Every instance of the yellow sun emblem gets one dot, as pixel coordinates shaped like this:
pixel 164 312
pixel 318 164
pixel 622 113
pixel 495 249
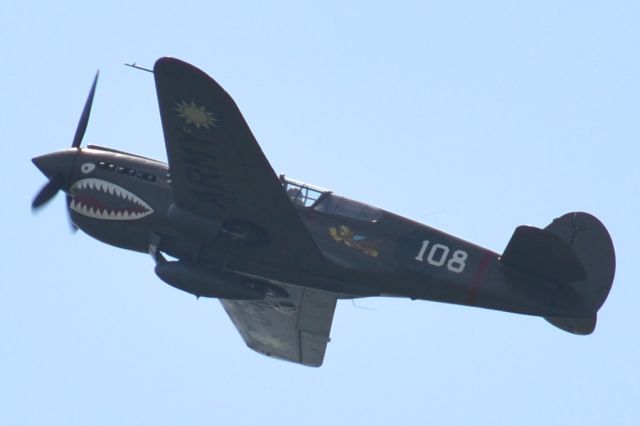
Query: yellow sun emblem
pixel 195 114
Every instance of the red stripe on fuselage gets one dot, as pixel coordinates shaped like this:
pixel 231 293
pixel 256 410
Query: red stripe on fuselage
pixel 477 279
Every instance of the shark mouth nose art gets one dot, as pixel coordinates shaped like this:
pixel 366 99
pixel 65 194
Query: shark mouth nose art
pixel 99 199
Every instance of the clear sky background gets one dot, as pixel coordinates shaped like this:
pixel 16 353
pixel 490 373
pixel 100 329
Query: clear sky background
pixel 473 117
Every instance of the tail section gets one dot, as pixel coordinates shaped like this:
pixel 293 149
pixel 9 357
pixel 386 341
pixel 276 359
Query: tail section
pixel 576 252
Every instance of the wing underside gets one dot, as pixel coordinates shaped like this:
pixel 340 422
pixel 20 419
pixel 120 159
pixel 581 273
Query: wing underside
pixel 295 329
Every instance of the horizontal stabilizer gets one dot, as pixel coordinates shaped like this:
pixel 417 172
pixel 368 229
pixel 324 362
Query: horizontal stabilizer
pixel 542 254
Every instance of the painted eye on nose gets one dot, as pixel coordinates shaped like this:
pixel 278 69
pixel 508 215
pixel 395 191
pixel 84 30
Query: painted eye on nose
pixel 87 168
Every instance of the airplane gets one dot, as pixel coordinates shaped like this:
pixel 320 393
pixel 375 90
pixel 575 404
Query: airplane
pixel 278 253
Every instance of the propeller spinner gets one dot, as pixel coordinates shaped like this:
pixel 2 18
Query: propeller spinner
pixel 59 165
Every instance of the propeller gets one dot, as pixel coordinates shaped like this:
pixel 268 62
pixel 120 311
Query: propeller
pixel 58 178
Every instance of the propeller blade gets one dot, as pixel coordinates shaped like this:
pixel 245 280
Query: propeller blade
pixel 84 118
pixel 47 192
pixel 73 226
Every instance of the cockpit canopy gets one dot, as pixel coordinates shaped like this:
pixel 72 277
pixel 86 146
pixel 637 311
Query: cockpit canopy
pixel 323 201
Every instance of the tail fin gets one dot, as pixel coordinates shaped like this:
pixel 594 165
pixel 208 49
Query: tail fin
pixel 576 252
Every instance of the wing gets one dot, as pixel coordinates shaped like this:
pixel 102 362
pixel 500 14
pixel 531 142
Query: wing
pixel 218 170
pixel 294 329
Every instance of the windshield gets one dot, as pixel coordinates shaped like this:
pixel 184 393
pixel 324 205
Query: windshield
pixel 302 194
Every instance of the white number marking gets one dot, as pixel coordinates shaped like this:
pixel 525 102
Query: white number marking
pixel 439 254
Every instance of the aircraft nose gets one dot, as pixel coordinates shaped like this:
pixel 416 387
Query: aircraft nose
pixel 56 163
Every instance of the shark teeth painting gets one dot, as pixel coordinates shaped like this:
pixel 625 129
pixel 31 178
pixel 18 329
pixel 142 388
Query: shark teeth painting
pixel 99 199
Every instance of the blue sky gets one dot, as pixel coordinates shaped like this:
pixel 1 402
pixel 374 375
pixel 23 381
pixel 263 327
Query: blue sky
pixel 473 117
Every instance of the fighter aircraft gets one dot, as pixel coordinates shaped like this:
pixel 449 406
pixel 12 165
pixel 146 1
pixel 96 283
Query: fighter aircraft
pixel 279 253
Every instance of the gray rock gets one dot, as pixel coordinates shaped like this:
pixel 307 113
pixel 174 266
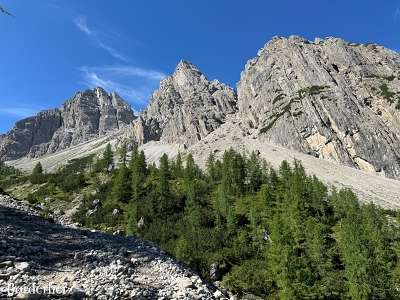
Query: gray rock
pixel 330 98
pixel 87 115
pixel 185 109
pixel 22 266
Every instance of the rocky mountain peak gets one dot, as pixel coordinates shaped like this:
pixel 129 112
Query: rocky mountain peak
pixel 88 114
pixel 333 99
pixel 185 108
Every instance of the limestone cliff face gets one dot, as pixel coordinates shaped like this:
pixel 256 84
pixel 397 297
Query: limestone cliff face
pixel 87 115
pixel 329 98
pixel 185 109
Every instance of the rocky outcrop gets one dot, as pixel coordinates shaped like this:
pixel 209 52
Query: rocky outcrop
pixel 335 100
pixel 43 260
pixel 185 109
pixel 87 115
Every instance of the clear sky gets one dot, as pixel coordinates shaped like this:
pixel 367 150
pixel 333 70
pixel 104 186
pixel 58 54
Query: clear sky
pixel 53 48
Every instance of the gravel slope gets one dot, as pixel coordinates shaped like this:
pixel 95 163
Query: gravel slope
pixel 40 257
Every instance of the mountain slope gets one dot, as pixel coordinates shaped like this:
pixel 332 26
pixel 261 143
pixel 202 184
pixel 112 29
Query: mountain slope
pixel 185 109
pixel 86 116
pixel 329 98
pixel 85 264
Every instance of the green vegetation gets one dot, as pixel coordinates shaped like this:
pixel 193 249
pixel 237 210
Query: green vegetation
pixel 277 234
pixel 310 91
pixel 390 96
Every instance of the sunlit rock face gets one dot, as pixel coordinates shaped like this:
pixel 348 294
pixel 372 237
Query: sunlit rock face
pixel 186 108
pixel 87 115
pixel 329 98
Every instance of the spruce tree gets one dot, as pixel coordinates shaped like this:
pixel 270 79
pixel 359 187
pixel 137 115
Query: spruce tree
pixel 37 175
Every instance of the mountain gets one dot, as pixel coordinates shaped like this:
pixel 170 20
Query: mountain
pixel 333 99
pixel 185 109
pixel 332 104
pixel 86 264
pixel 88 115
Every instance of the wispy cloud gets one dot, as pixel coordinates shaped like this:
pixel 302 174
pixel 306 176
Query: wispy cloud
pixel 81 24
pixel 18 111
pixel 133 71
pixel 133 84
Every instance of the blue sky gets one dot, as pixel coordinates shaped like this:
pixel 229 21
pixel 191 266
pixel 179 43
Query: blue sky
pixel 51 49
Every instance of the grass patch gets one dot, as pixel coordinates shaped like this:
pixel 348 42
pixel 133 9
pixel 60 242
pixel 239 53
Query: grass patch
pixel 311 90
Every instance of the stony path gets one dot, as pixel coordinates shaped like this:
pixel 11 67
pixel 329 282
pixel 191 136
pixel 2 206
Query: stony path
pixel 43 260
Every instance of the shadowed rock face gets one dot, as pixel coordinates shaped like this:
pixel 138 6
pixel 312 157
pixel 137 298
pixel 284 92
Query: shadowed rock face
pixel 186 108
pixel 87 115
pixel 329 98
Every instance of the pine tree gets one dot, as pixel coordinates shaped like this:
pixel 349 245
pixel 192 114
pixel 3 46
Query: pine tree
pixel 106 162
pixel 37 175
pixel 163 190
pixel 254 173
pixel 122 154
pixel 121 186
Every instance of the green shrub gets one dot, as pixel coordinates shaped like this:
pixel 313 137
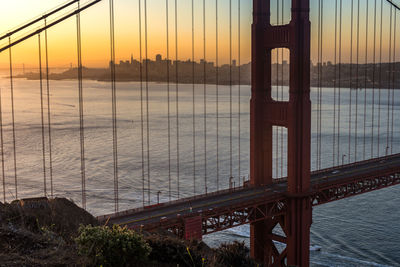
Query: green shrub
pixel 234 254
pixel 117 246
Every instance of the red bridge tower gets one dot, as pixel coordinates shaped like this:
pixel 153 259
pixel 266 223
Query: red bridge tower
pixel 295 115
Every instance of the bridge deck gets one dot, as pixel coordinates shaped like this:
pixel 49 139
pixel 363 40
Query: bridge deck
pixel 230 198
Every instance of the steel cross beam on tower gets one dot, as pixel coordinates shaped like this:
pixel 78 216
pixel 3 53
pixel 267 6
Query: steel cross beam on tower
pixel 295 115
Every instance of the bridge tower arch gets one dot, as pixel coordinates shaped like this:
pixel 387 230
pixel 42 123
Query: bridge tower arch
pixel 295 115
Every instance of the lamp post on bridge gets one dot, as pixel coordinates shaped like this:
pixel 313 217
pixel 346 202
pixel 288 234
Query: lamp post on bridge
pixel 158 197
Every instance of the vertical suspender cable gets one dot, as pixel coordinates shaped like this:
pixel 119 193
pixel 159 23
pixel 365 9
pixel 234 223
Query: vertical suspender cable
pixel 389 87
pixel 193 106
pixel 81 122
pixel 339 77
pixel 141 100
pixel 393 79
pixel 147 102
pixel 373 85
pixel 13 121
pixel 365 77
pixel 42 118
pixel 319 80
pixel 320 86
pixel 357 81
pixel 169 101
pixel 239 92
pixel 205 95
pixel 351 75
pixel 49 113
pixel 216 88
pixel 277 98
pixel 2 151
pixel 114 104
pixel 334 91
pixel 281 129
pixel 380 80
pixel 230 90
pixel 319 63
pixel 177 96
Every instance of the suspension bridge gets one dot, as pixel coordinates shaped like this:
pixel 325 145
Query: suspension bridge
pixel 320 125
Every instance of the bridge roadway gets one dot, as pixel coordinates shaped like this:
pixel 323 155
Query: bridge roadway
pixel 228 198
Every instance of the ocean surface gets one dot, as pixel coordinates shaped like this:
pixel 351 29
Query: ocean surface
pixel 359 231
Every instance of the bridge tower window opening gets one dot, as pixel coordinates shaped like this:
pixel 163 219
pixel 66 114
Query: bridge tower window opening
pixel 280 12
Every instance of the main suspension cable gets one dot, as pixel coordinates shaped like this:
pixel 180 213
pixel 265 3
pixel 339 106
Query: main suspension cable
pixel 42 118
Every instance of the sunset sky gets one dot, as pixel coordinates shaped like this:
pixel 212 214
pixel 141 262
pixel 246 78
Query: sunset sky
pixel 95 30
# # # # #
Extract the lines of the preceding material that run from the line with "pixel 119 193" through the line with "pixel 325 145", inclusive, reproducing them exactly and adding nothing.

:: Written response ::
pixel 119 193
pixel 159 23
pixel 365 9
pixel 234 223
Query: vertical suspender cable
pixel 389 87
pixel 193 106
pixel 81 122
pixel 339 77
pixel 141 100
pixel 393 79
pixel 147 102
pixel 373 85
pixel 13 121
pixel 365 77
pixel 42 118
pixel 319 80
pixel 320 86
pixel 357 81
pixel 169 101
pixel 239 92
pixel 205 95
pixel 351 75
pixel 49 113
pixel 216 88
pixel 277 98
pixel 2 151
pixel 114 104
pixel 334 91
pixel 281 129
pixel 380 80
pixel 230 90
pixel 319 63
pixel 177 96
Every instance of the suspension bridge gets one dot, as pixel coordinates shaped like this:
pixel 325 145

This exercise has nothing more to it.